_Extracted material:_

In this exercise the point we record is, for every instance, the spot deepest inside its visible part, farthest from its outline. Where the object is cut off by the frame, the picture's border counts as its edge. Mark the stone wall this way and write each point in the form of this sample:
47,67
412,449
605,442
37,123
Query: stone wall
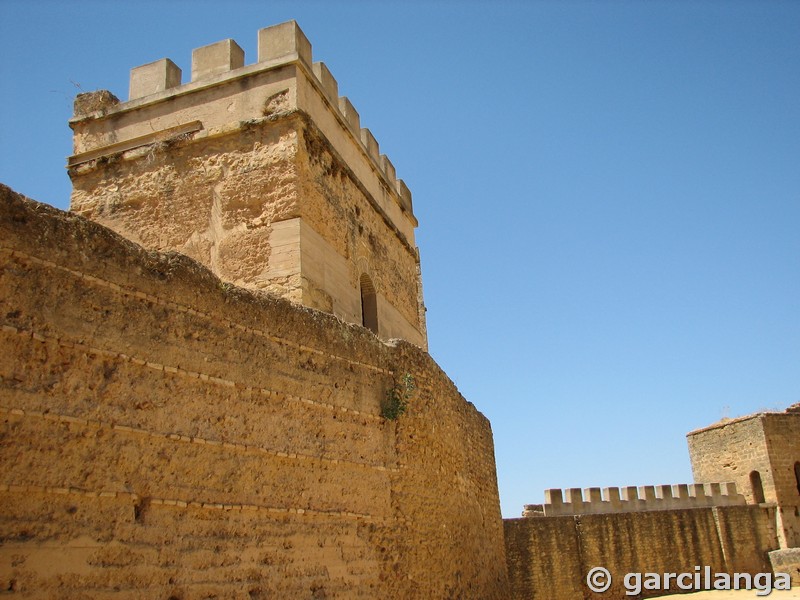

_Task prompt:_
Can you give every line of the items above as a JSON list of strings, one string per line, with blank lines skipped and the pictures left out?

_Complete response:_
[
  "In this exercise the point we record is, for every instance, the spot deepest inside its visible part, farthest from its outline. Where the object is cut off by the frame, the picture's border counts as its edge. Mark the stone wall this way and write each point in the form of this sample:",
  "47,67",
  "412,449",
  "605,442",
  "37,123",
  "Query: stone wall"
]